__What to produce__
Could you write out the records below exactly as they appear, leaving out any pictures?

__Task material__
[BEGIN]

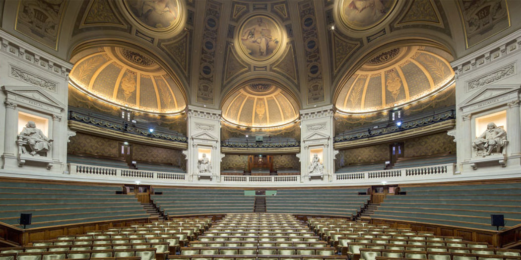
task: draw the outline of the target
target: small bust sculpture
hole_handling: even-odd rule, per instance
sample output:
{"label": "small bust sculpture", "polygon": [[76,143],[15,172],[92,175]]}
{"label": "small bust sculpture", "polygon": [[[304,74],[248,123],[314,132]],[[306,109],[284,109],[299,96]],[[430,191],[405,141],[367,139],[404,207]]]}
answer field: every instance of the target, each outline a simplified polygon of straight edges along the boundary
{"label": "small bust sculpture", "polygon": [[206,154],[203,154],[203,158],[197,161],[197,168],[201,173],[208,173],[212,172],[212,164],[206,158]]}
{"label": "small bust sculpture", "polygon": [[320,159],[318,158],[318,155],[316,153],[313,155],[313,159],[309,164],[308,169],[310,174],[318,174],[324,173],[324,166],[320,163]]}
{"label": "small bust sculpture", "polygon": [[33,121],[27,122],[26,127],[18,135],[19,144],[23,153],[31,155],[45,156],[52,146],[53,140],[47,138],[41,130],[36,128]]}
{"label": "small bust sculpture", "polygon": [[489,123],[487,130],[472,142],[472,148],[478,156],[485,157],[492,153],[501,153],[508,143],[506,132],[495,124]]}

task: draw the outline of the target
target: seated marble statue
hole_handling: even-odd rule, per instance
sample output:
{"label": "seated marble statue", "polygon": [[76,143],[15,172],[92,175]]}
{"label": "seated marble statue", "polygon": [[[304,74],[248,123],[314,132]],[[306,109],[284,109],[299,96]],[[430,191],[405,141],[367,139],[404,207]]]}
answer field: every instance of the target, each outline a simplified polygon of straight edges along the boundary
{"label": "seated marble statue", "polygon": [[320,163],[320,159],[318,155],[315,153],[313,155],[313,159],[311,161],[311,164],[309,167],[309,172],[310,174],[321,174],[324,173],[324,166]]}
{"label": "seated marble statue", "polygon": [[36,128],[36,124],[33,121],[27,122],[18,135],[18,140],[26,142],[26,145],[21,146],[22,152],[32,155],[44,155],[44,153],[49,150],[53,142],[41,130]]}
{"label": "seated marble statue", "polygon": [[506,132],[495,124],[489,123],[487,130],[472,142],[472,147],[477,155],[485,157],[493,153],[501,153],[508,143]]}
{"label": "seated marble statue", "polygon": [[203,153],[203,158],[197,161],[197,168],[201,173],[207,173],[212,171],[212,164],[210,164],[210,160],[206,158],[206,153]]}

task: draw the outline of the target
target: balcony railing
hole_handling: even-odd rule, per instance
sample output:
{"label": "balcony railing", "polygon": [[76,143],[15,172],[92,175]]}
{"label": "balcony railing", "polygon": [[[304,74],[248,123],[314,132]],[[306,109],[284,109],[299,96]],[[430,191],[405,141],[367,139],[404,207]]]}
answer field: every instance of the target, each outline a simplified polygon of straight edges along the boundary
{"label": "balcony railing", "polygon": [[306,175],[285,176],[237,176],[220,175],[218,177],[199,179],[197,176],[191,179],[190,175],[150,171],[111,168],[70,163],[71,175],[92,176],[96,180],[117,181],[139,180],[142,183],[171,184],[193,184],[208,185],[284,186],[309,185],[374,185],[385,181],[389,183],[423,183],[450,178],[454,174],[455,164],[449,163],[403,169],[393,169],[355,173],[325,175],[324,179],[308,179]]}
{"label": "balcony railing", "polygon": [[373,137],[416,127],[420,127],[455,118],[456,111],[453,110],[444,111],[434,114],[420,115],[420,116],[410,119],[407,121],[404,121],[402,122],[400,126],[397,125],[395,122],[393,122],[392,125],[379,127],[378,128],[369,128],[368,129],[358,129],[349,132],[344,132],[335,136],[334,142],[345,142],[368,137]]}

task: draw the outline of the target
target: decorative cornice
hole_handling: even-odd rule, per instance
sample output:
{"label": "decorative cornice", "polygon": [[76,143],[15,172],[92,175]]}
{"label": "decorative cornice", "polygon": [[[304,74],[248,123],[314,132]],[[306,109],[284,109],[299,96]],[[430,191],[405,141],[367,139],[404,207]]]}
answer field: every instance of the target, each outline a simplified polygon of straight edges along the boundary
{"label": "decorative cornice", "polygon": [[72,64],[42,51],[37,48],[0,30],[0,51],[15,58],[23,63],[47,70],[67,80]]}
{"label": "decorative cornice", "polygon": [[456,79],[490,62],[504,59],[521,49],[521,30],[451,63]]}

[END]

__Written response__
task: draw the outline of the target
target: small bust sculpture
hole_handling: even-odd rule, per instance
sample output:
{"label": "small bust sculpture", "polygon": [[76,143],[15,172],[92,175]]}
{"label": "small bust sculpture", "polygon": [[[304,74],[248,123],[314,132]],[[306,109],[284,109],[299,96]],[[430,191],[405,141],[367,139],[404,207]]]}
answer field: every instance of the target, each outline a simplified polygon of straight edges along the boundary
{"label": "small bust sculpture", "polygon": [[206,154],[203,154],[203,158],[197,161],[197,168],[201,173],[208,173],[212,172],[212,164],[206,158]]}
{"label": "small bust sculpture", "polygon": [[320,159],[318,158],[318,155],[316,153],[313,155],[313,159],[309,164],[308,169],[310,174],[318,174],[324,173],[324,166],[320,163]]}
{"label": "small bust sculpture", "polygon": [[33,121],[27,122],[26,127],[18,135],[19,144],[23,153],[31,155],[45,156],[52,146],[53,140],[47,138],[41,130],[36,128]]}
{"label": "small bust sculpture", "polygon": [[489,123],[487,130],[472,142],[472,148],[478,156],[485,157],[492,153],[501,153],[508,143],[506,132],[495,124]]}

task: draw the outline of the target
target: seated marble statue
hole_handling: even-odd rule, per instance
sample output:
{"label": "seated marble statue", "polygon": [[76,143],[15,172],[92,175]]}
{"label": "seated marble statue", "polygon": [[[304,74],[248,123],[314,132]],[[306,109],[284,109],[299,96]],[[430,191],[405,141],[367,139],[404,207]]]}
answer field: every instance of the target, each outline a simplified polygon of straight edges along the boundary
{"label": "seated marble statue", "polygon": [[320,163],[320,159],[318,155],[315,153],[313,155],[313,159],[311,161],[311,164],[309,167],[309,172],[310,174],[321,174],[324,173],[324,166]]}
{"label": "seated marble statue", "polygon": [[36,128],[36,124],[33,121],[27,122],[18,135],[18,140],[26,142],[26,145],[21,146],[22,152],[32,155],[44,155],[44,153],[49,150],[53,142],[41,130]]}
{"label": "seated marble statue", "polygon": [[506,132],[495,124],[489,123],[487,130],[472,142],[472,147],[477,155],[485,157],[493,153],[501,153],[508,143]]}
{"label": "seated marble statue", "polygon": [[203,153],[203,158],[197,161],[197,168],[201,173],[207,173],[212,171],[212,164],[210,164],[210,160],[206,158],[206,153]]}

task: draw the outline of the target
target: balcony railing
hole_handling: even-odd rule, per instance
sample output:
{"label": "balcony railing", "polygon": [[76,143],[15,172],[92,175]]}
{"label": "balcony railing", "polygon": [[[304,74],[248,123],[314,132]],[[306,109],[284,109],[299,96]],[[430,191],[405,141],[367,139],[404,207]]]}
answer field: every instance of the target, each outline a simplified polygon of straight edges along the boundary
{"label": "balcony railing", "polygon": [[306,175],[285,176],[237,176],[220,175],[218,177],[199,179],[197,176],[191,179],[190,175],[150,171],[111,168],[70,163],[71,175],[92,176],[96,180],[117,181],[139,180],[142,183],[171,184],[193,184],[208,185],[284,186],[309,185],[374,185],[385,181],[389,183],[423,183],[450,178],[454,174],[455,164],[449,163],[403,169],[393,169],[355,173],[325,175],[324,179],[308,179]]}
{"label": "balcony railing", "polygon": [[373,137],[416,127],[420,127],[455,118],[456,111],[453,110],[444,111],[434,114],[420,115],[420,116],[410,119],[407,121],[404,121],[402,122],[400,126],[397,125],[395,122],[393,122],[392,125],[379,127],[378,128],[369,128],[368,129],[358,129],[349,132],[344,132],[335,136],[334,142],[345,142],[368,137]]}

task: draw the outline of the target
target: decorative cornice
hole_handling: even-odd rule, per instance
sample output:
{"label": "decorative cornice", "polygon": [[76,143],[15,172],[92,175]]}
{"label": "decorative cornice", "polygon": [[[304,74],[248,123],[314,132]],[[306,109],[284,109],[299,96]],[[430,191],[405,141],[367,139],[404,207]]]}
answer field: every instance of the target, each outline a simplified polygon of straight edges along the boundary
{"label": "decorative cornice", "polygon": [[72,64],[42,51],[37,48],[0,30],[0,51],[15,58],[23,63],[47,70],[67,80]]}
{"label": "decorative cornice", "polygon": [[456,79],[490,62],[504,59],[521,49],[521,30],[451,63]]}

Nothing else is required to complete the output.